Dataset rows on where objects appear
···

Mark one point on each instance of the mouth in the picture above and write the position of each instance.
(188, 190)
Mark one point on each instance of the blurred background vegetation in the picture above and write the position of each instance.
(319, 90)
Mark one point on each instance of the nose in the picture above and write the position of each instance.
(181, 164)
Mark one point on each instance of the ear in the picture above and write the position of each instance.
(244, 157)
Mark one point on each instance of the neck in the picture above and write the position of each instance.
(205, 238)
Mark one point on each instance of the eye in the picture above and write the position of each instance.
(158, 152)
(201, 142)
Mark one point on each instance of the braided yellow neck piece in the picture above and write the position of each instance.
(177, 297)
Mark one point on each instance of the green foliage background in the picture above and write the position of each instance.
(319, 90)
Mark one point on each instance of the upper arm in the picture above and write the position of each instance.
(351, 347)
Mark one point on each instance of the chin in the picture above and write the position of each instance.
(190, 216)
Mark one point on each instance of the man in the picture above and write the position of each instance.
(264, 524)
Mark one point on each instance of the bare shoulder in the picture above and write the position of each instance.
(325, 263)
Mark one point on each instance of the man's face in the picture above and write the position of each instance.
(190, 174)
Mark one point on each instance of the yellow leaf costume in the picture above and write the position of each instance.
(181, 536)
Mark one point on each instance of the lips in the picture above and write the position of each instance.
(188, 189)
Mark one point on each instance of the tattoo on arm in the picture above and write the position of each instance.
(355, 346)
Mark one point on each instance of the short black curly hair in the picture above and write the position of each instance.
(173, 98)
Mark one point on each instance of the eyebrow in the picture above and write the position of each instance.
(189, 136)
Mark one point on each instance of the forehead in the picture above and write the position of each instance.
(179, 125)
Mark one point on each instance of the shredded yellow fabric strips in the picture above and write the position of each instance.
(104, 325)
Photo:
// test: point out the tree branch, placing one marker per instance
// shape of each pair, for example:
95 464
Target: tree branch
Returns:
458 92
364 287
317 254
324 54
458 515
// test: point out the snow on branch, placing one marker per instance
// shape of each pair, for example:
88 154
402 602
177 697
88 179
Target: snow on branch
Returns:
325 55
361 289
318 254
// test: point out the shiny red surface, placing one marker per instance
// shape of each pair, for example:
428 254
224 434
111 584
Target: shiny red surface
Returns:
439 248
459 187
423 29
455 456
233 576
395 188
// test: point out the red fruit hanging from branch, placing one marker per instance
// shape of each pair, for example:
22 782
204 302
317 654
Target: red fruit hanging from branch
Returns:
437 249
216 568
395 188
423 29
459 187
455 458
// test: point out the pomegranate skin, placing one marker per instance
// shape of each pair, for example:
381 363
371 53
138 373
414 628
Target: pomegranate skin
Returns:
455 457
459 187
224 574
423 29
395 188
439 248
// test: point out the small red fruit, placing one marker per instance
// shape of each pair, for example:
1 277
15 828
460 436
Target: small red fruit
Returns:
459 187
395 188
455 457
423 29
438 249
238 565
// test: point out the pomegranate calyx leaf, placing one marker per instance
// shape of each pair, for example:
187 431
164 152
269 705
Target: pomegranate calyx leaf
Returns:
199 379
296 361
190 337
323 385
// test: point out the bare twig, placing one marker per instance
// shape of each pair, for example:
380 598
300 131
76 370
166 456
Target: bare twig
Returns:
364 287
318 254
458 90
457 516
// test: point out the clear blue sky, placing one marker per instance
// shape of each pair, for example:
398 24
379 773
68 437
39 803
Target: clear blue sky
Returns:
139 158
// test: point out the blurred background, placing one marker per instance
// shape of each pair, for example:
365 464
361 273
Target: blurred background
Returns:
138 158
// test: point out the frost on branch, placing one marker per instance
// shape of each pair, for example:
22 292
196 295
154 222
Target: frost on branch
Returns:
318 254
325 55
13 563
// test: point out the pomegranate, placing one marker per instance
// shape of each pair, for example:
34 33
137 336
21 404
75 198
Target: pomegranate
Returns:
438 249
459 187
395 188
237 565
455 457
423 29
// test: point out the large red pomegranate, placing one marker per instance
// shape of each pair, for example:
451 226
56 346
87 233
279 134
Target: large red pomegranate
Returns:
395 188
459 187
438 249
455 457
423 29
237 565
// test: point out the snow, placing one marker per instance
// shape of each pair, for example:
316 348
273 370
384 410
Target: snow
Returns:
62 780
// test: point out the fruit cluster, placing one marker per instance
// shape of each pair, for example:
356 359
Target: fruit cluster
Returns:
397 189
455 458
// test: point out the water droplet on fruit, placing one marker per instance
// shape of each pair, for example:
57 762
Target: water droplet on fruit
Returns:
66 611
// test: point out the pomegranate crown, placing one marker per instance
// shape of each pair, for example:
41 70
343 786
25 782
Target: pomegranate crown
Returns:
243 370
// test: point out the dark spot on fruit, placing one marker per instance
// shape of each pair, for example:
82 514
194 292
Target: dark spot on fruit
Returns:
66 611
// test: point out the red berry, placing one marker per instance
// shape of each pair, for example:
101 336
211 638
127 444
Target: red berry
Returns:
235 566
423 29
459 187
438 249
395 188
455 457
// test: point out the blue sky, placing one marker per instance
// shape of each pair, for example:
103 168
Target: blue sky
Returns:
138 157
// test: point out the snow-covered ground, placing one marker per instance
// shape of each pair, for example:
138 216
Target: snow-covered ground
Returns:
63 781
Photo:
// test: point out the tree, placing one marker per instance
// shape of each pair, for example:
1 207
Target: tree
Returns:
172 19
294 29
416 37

···

Exactly reproduce all of the entries.

Mark one point on each instance of the mouth in the picture above and write the position of each instance.
(188, 190)
Mark one point on each instance of the blurred background vegetation in the picture above and write the position of each instance.
(319, 90)
Mark one point on each instance of the nose in the picture above and write the position of each instance.
(181, 164)
Mark one point on each instance of the ear in the picture above and write the position of each instance.
(244, 157)
Mark one point on each instance of the neck in the picture above and write the position of each instance.
(205, 238)
Mark one point on each instance of the eye in the picture above and write the position of each instance.
(158, 152)
(201, 142)
Mark one point on each instance of the braided yellow neck piece in the picture above and write the position of each instance.
(177, 297)
Mark one point on each instance of the green foliage background in the picture above and write the position of each instance.
(319, 90)
Mark one point on each instance of the upper arm in the picture above and write the position of each instance.
(351, 347)
Mark one point on each instance of the chin in the picture above and write the position of each instance.
(190, 216)
Mark one point on each instance of the man in the picture above and write the position of each instance.
(264, 524)
Mark one point on each instance of the bare shoulder in the picture above and write the position of each instance.
(325, 263)
Mark one point on each instance of the man's face in the picture above and write the position of each instance.
(190, 174)
Mark one point on each instance of the yellow leaf costume in the picture above and write the position of each instance.
(181, 536)
Mark one point on each instance of the lips in the picture above and write the position of each instance.
(188, 189)
Mark one point on each instance of the tattoo on arm in the picture above and write the position of each instance.
(355, 346)
Mark one point on each instance of the short black curly hair in the picture above and write the position of each instance.
(173, 98)
Mark one point on each instance of the eyebrow in the picture above and write the position of each instance.
(189, 136)
Mark one point on each instance of the forehead in the picture above and write the position of each instance.
(179, 125)
Mark one point on each instance of the shredded yellow fabric strips in the picture above and write the position of each instance.
(104, 325)
Photo:
// test: point out the tree branch, placing one marker per instance
// shape of each pair, for example:
95 464
Target: tree branch
Returns:
458 92
364 287
317 254
324 54
458 515
// test: point out the snow on branch, placing one marker per instance
// shape of each pair, for example:
88 154
402 602
177 697
88 179
Target: snow on branch
Returns:
325 55
361 289
318 254
// test: point out the shiny red surface, placing one marker per instance
// shape of each pair, for example:
428 254
224 434
111 584
Target: shiny red surface
Returns:
439 248
459 187
423 29
455 456
233 576
395 188
// test: point out the red fruit hanging from branch, placing one marker per instance
// shape of each pair, for example:
22 782
204 302
317 654
Target: red fruit hanging from branch
Returns:
437 249
216 568
395 188
423 29
459 187
455 458
// test: point out the pomegranate skin, placing one marker per instance
// shape of each pair, for example:
381 363
371 53
138 373
414 628
Target: pomegranate skin
Returns:
455 457
459 187
224 574
423 29
395 188
439 248
// test: point out the small red fruit, placing one marker per instance
// shape of each pair, for example:
1 277
15 828
460 436
Target: small red fruit
Returns:
459 187
395 188
455 457
423 29
438 249
238 565
// test: point out the pomegranate calyx leaf, placing one marker per instance
// shape of each pair, for example:
187 431
164 152
269 705
Target: pomegranate calyx leaf
Returns:
199 379
296 361
190 337
323 385
// test: point out the bare twig, placing one marker per instance
// shape of each pair, for example:
380 598
300 131
76 370
166 456
Target: bare twig
Returns:
364 287
318 254
458 90
457 516
// test: point out the clear blue sky, placing one marker per instance
// shape of each pair, for example:
398 24
379 773
68 437
39 803
Target: clear blue sky
Returns:
139 158
// test: point out the blurred background, placing one marker per instance
// shape of each pair, for example:
365 464
361 273
Target: blurred background
Returns:
138 158
// test: point out the frost on branch, placing one marker per instance
// shape of each pair, for example:
22 292
196 295
154 222
Target: frost on branch
Returns:
318 254
325 55
13 563
// test: point out the pomegranate, placing one marker per instance
// shape of each pair, for example:
34 33
137 336
21 404
75 198
Target: pomegranate
Returns:
438 249
459 187
395 188
237 565
455 457
423 29
// test: point out the large red pomegranate, placing one marker per instance
// shape of each pair, for example:
451 226
56 346
87 233
279 134
Target: large red pomegranate
Returns:
395 188
459 187
438 249
455 457
423 29
237 565
// test: point out the snow, placing one marker per instance
// shape of each pair, for example:
316 348
273 370
384 410
Target: snow
Returns:
62 780
// test: point out the fruit cluster, placing one marker per instance
// shape of each pair, for example:
356 359
Target: fruit cluster
Returns:
397 189
455 458
// test: point out the water droplet on fruit, placing one marker per instance
// shape of each pair, for example:
57 762
Target: water droplet on fruit
Returns:
66 611
// test: point out the pomegranate crown, placing one marker per instance
// shape of each pair, for example:
41 70
343 786
25 782
Target: pomegranate crown
Returns:
243 370
// test: point out the dark spot on fruit, placing one marker per instance
// shape of each pair, for example:
82 514
194 292
Target: dark spot on fruit
Returns:
66 611
// test: point out the red berry, placing one marker per instance
// shape of each pair, for example:
101 336
211 638
127 444
Target: red berry
Returns:
235 566
423 29
459 187
438 249
395 188
455 457
// test: point out the blue sky, placing one marker per instance
// shape of each pair, for example:
103 168
Target: blue sky
Returns:
138 157
// test: point out the snow-covered ground, placing one marker per instance
// shape of each pair, for example:
138 216
Target: snow-covered ground
Returns:
63 781
Photo:
// test: point out the tree, placing one marker per instance
// shape of each pair, for example:
1 207
Target: tree
Returns:
172 19
294 29
416 37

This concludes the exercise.